**Task inputs:**
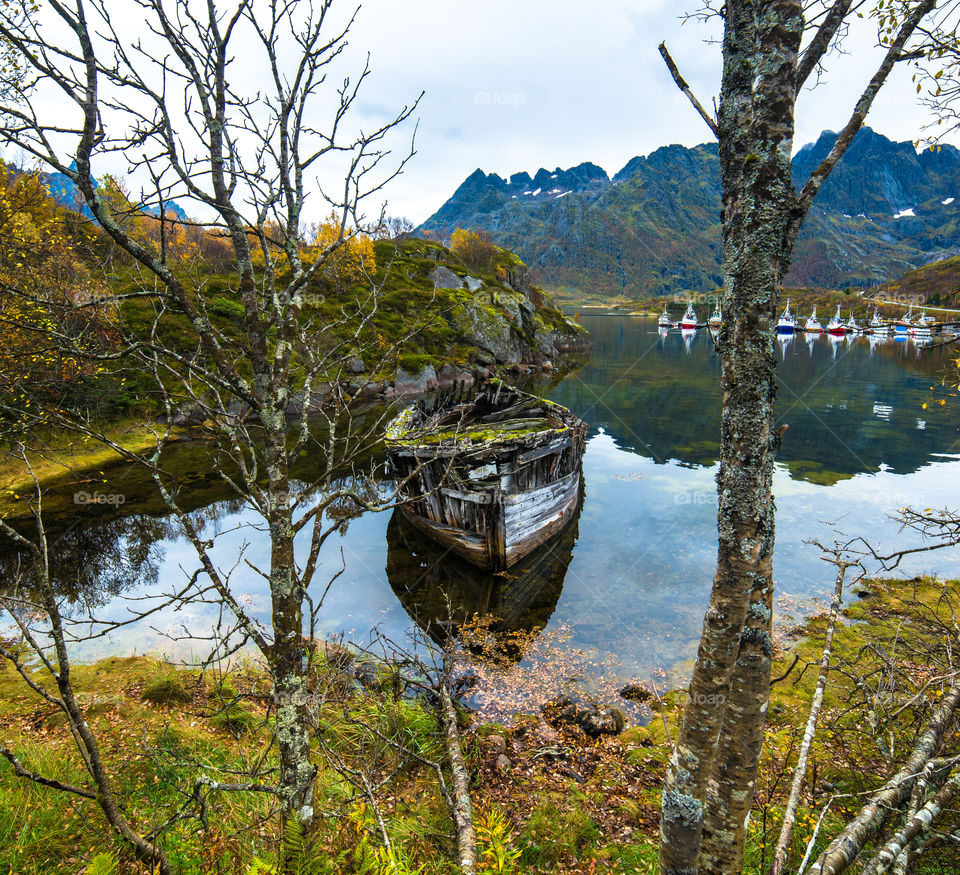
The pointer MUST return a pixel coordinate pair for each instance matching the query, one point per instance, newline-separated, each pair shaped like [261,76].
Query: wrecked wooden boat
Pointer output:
[491,476]
[442,592]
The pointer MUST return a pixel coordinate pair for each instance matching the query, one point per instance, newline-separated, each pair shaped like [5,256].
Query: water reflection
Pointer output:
[439,591]
[634,583]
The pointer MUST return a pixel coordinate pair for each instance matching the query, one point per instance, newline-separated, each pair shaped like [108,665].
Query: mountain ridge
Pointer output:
[653,227]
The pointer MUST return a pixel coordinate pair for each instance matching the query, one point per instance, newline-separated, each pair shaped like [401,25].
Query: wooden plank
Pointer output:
[474,497]
[545,494]
[546,450]
[519,549]
[470,545]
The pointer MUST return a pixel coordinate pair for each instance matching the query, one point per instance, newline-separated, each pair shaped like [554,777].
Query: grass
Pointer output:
[593,807]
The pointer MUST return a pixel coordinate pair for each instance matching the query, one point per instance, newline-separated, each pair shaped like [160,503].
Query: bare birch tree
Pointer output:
[173,105]
[770,51]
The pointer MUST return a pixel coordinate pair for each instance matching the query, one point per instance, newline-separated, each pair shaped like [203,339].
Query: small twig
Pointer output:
[682,85]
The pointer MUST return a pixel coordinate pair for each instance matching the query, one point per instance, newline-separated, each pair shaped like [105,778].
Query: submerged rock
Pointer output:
[594,720]
[408,384]
[444,278]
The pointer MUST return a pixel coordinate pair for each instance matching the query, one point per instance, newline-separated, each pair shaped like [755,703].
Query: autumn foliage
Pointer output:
[474,248]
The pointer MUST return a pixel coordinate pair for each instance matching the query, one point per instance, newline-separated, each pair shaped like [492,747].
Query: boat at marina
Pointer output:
[835,326]
[786,323]
[492,476]
[905,324]
[924,326]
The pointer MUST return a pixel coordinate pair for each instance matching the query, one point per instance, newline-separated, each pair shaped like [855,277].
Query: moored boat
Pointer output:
[878,326]
[786,324]
[905,324]
[491,477]
[924,325]
[689,317]
[835,326]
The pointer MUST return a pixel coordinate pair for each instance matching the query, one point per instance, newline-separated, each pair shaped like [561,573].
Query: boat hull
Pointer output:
[517,523]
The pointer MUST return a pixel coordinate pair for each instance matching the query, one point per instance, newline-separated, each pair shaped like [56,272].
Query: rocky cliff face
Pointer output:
[654,227]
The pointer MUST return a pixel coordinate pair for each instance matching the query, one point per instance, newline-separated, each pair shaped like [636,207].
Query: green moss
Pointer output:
[167,690]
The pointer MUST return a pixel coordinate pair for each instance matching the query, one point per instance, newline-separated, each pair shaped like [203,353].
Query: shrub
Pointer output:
[474,248]
[167,690]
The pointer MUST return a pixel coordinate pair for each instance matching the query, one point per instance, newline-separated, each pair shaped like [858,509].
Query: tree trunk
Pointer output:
[711,776]
[287,652]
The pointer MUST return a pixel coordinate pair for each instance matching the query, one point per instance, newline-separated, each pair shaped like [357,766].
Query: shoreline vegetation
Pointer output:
[935,286]
[461,323]
[596,798]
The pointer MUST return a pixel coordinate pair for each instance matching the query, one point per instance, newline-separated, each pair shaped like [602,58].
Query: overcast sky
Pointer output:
[526,84]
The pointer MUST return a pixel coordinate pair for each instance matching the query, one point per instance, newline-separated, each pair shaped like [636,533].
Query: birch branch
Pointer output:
[682,85]
[462,807]
[789,817]
[845,848]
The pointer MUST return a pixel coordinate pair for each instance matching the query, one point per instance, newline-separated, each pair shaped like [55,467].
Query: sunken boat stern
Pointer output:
[491,477]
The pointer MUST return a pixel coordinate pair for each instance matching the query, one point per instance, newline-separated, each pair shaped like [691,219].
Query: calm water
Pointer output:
[632,576]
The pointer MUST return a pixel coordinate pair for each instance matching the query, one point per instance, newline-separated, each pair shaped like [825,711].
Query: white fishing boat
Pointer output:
[878,326]
[924,325]
[490,476]
[905,324]
[786,324]
[689,317]
[835,326]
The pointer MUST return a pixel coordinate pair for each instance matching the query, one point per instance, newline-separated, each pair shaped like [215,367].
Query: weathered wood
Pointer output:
[535,473]
[546,450]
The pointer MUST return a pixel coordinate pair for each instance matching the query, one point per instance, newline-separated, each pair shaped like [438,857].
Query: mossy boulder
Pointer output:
[168,689]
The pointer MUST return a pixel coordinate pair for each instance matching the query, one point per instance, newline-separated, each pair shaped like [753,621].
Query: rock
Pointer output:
[561,711]
[636,693]
[407,384]
[498,744]
[593,720]
[604,721]
[370,389]
[367,674]
[450,375]
[444,278]
[335,654]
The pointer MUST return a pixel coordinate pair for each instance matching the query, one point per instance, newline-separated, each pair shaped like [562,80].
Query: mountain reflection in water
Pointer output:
[633,581]
[440,591]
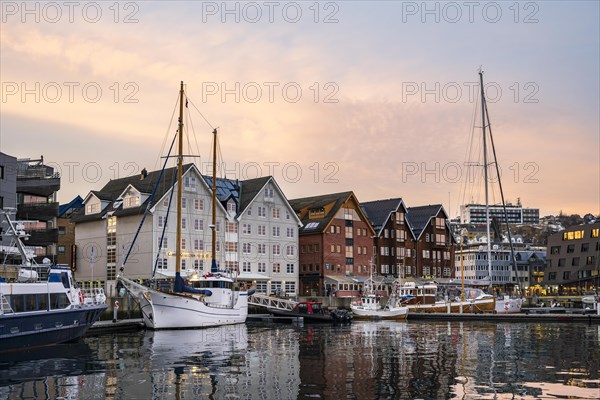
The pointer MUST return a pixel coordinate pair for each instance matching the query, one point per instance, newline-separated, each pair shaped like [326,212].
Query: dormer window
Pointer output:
[231,207]
[131,199]
[316,213]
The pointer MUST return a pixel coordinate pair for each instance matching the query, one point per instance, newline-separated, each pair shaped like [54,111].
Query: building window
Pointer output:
[290,288]
[262,230]
[585,247]
[246,266]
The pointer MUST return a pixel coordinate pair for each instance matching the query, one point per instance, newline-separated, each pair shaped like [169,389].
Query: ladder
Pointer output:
[5,307]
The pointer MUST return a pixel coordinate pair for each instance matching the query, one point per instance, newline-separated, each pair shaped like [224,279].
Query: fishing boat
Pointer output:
[312,311]
[207,300]
[427,298]
[41,305]
[369,304]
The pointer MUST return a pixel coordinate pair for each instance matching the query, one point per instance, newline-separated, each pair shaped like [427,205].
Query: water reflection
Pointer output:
[363,360]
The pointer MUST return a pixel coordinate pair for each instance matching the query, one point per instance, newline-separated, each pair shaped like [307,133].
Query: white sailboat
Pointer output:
[212,299]
[507,303]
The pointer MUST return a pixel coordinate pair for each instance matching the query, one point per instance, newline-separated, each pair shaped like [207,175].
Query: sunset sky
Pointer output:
[374,97]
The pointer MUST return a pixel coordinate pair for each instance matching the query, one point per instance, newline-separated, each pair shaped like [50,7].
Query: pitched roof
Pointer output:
[318,225]
[379,211]
[419,217]
[74,204]
[115,187]
[251,188]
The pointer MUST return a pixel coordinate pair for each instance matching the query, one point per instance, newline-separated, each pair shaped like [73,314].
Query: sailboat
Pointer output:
[212,299]
[369,305]
[505,304]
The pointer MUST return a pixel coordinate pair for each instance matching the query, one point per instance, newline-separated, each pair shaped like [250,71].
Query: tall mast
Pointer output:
[214,205]
[485,174]
[178,283]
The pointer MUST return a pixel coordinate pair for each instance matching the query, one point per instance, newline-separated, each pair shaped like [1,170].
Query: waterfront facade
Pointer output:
[336,245]
[434,242]
[105,229]
[393,240]
[573,259]
[8,195]
[37,187]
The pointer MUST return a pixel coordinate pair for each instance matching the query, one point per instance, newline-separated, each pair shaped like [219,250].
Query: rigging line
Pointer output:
[166,135]
[162,236]
[512,250]
[202,115]
[193,132]
[148,206]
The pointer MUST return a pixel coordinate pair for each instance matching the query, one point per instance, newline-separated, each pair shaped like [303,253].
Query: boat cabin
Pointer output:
[309,307]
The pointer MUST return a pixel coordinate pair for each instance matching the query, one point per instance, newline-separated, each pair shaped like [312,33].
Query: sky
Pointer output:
[377,97]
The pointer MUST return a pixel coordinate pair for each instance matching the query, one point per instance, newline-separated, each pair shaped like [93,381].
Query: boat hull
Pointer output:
[485,305]
[508,306]
[397,313]
[172,311]
[20,331]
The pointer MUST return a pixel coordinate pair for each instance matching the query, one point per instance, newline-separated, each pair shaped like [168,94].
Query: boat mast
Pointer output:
[485,174]
[213,267]
[178,280]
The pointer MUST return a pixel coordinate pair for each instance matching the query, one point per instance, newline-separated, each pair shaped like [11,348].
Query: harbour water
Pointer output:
[362,360]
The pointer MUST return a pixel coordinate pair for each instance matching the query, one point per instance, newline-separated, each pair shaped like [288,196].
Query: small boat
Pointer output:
[41,305]
[312,311]
[369,306]
[425,298]
[212,299]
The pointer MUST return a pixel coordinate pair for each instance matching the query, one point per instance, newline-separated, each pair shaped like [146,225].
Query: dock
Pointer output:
[521,317]
[273,318]
[108,326]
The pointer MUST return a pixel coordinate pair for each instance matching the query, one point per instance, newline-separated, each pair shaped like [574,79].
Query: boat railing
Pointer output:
[5,307]
[93,296]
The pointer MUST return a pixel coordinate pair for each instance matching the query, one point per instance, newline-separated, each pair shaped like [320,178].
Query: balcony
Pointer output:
[42,237]
[39,186]
[37,211]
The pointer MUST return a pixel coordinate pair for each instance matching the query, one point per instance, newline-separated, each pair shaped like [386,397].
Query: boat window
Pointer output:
[17,303]
[317,309]
[59,300]
[302,308]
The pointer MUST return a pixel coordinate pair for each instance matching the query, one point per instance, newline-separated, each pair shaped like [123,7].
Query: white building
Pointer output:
[250,215]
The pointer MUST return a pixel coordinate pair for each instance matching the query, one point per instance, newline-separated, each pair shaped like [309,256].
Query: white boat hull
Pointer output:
[162,310]
[169,311]
[484,305]
[508,306]
[392,313]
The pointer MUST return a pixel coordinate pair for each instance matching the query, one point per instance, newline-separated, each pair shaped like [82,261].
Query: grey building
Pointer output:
[8,191]
[573,258]
[475,214]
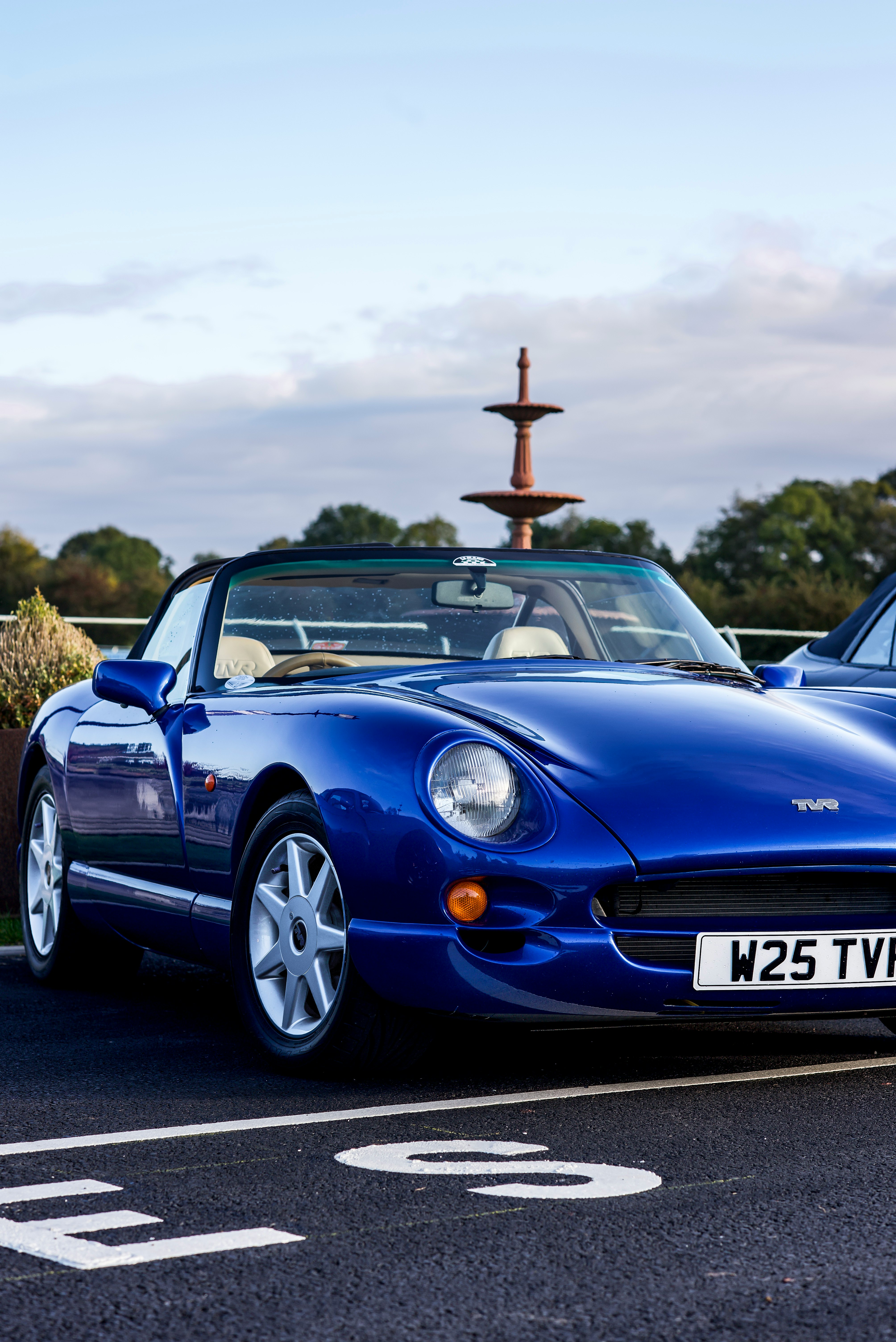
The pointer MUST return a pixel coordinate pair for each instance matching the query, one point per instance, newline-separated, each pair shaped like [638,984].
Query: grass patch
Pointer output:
[10,931]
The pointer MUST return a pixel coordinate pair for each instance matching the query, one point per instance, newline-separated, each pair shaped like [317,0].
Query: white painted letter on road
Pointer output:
[603,1180]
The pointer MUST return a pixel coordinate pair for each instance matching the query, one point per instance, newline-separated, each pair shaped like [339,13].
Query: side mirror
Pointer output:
[135,685]
[781,678]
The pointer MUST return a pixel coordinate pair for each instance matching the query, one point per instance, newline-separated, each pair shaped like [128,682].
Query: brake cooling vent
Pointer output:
[774,897]
[663,952]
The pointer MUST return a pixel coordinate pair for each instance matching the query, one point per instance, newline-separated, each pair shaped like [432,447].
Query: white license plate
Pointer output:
[795,960]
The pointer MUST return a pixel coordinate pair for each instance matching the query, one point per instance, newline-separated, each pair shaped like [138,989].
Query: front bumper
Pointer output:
[565,975]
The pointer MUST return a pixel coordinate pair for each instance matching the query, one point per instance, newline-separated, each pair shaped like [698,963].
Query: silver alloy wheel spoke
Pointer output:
[44,877]
[297,935]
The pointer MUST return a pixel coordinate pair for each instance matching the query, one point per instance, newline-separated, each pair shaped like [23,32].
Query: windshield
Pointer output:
[294,619]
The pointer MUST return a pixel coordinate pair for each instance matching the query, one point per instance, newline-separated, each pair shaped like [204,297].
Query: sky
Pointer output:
[261,260]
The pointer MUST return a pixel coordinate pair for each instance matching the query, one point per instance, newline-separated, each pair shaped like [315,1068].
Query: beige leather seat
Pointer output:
[524,642]
[241,657]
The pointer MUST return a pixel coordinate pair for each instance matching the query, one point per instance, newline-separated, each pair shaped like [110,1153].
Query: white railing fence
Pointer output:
[729,633]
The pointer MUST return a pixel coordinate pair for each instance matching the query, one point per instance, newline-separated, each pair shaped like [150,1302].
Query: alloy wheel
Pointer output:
[297,935]
[45,876]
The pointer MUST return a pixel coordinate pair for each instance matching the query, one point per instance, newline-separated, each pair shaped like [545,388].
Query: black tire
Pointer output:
[74,953]
[360,1031]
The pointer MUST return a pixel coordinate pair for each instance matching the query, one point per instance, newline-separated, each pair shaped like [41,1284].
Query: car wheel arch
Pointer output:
[29,771]
[268,790]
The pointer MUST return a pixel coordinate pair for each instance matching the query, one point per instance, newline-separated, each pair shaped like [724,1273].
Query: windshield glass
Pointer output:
[290,619]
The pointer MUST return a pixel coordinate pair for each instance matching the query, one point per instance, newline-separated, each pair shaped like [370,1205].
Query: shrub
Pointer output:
[39,654]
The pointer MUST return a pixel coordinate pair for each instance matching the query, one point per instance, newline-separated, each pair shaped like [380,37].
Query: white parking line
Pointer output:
[341,1116]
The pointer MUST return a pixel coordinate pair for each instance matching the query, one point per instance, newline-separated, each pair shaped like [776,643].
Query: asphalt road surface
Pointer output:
[766,1206]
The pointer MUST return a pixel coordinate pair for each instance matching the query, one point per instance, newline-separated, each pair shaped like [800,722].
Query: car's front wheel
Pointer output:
[296,986]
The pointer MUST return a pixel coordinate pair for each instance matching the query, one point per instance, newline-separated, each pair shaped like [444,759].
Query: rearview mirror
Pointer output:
[781,678]
[474,594]
[135,685]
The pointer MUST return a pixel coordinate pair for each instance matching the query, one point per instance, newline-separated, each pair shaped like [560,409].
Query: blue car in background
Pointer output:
[859,651]
[382,786]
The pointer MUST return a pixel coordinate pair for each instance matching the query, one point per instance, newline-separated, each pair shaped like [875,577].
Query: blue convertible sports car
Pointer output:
[380,784]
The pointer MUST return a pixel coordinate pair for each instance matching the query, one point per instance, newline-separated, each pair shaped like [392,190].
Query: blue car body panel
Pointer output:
[635,774]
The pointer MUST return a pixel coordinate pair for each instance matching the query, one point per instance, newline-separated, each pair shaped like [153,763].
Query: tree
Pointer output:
[355,524]
[22,568]
[846,533]
[435,531]
[596,533]
[351,524]
[108,572]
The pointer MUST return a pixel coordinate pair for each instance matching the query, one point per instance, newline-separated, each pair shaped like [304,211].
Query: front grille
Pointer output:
[738,897]
[667,952]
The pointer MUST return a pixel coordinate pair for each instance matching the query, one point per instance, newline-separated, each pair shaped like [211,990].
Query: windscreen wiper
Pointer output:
[706,667]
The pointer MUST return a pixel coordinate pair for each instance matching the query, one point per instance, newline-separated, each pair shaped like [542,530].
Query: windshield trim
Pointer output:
[337,560]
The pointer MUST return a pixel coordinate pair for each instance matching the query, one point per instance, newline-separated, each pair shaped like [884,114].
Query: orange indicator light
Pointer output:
[466,901]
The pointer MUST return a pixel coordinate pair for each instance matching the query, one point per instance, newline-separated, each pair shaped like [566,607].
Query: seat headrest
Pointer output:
[525,642]
[241,657]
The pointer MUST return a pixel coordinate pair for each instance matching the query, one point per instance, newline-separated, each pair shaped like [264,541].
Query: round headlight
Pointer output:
[475,790]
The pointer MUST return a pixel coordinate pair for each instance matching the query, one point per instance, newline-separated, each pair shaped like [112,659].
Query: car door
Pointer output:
[124,787]
[874,658]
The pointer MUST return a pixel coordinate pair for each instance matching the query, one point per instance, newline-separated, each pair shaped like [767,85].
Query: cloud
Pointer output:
[125,288]
[675,396]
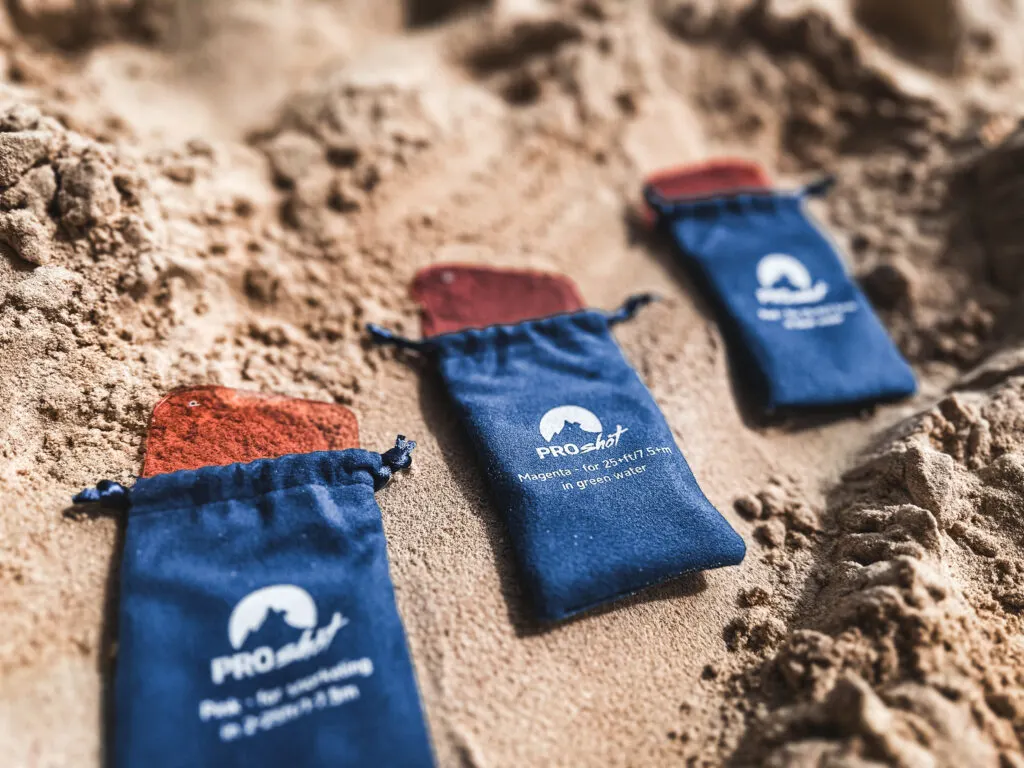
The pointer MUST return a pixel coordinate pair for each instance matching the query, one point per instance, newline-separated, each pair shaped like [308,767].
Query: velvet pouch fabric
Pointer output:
[257,624]
[806,333]
[599,501]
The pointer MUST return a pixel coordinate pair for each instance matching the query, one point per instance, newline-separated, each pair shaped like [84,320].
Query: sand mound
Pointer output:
[226,194]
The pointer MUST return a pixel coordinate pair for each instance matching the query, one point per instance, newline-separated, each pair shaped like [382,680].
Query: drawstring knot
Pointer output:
[630,307]
[107,493]
[392,460]
[389,338]
[820,187]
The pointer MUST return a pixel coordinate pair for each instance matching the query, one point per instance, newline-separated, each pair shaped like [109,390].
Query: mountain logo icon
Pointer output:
[294,604]
[784,280]
[553,422]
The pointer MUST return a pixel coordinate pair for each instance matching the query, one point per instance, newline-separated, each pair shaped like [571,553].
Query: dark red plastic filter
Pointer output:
[454,297]
[706,179]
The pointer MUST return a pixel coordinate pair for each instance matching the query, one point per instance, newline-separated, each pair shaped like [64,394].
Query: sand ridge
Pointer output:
[225,193]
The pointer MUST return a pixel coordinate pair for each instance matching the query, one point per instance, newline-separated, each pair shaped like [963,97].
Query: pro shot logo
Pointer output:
[784,280]
[582,431]
[273,613]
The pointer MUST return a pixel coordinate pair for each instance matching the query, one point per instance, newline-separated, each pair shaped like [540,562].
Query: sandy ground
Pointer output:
[225,192]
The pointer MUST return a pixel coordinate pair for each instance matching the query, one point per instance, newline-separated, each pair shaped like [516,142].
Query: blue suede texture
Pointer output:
[804,329]
[258,625]
[599,501]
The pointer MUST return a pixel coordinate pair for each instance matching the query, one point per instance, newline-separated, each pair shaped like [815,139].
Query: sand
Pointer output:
[224,193]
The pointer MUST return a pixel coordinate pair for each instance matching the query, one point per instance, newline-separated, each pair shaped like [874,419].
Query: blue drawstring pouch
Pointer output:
[805,331]
[258,625]
[598,499]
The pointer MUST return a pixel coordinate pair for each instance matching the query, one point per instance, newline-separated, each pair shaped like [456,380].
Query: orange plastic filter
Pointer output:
[208,426]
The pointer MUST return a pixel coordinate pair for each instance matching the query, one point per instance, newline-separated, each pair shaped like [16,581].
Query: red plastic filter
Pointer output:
[706,179]
[454,297]
[211,426]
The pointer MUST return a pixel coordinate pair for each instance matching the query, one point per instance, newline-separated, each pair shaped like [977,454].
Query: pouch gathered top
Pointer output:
[258,625]
[805,333]
[598,499]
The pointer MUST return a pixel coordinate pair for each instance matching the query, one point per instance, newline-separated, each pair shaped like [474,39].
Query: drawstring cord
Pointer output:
[393,460]
[630,307]
[114,495]
[107,493]
[383,337]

**What you will do:** Repeat the records above exactly, from the first line through the line containing "Query: submerged rock", and leave out the pictures.

**Reply to the exercise:**
The pointer MUST return a pixel coordinate pair for each instance matching the query, one point per instance, newline-separated, each pair shaped like [261,76].
Query: wrecked wooden boat
Pointer output:
[491,476]
[442,592]
The pointer MUST return a pixel coordinate pair for each instance matching the query, one point per instance, newline-separated, each pair shaped like [5,256].
Query: water reflection
Pointer output:
[439,591]
[634,583]
The pointer MUST return a pixel coordinate pair for each instance matching the query, one point per instance, newline-separated, each pair shaped like [108,665].
Query: mountain ridge
Pointer output:
[653,227]
The pointer MUST return a pixel coordinate pair for each instance matching the query, one point per instance, newline-separated, each pair shaped like [401,25].
Query: wooden plank
Pointer output:
[474,497]
[545,494]
[546,450]
[519,549]
[470,545]
The pointer MUST return a pixel coordinate pair for each instance matching the query, one point per instance, newline-separated, each pair shaped like [554,777].
Query: grass
Pointer output:
[593,807]
The pointer MUST return a pixel coordinate pair for each instance matching the query, one point per instance, newline-separated, each pair shaped like [160,503].
Query: bare birch tree
Pointer output:
[173,105]
[770,51]
The pointer MUST return a pixel coordinate pair for each instance matching the query, one point per instance, newline-separated, each pair shaped like [203,339].
Query: small twig
Pointer output:
[682,85]
The pointer MUST return a pixel coordinate pair for each instance matching the query, one point per instance, newline-separated, each pair shaped like [105,778].
Query: submerged rock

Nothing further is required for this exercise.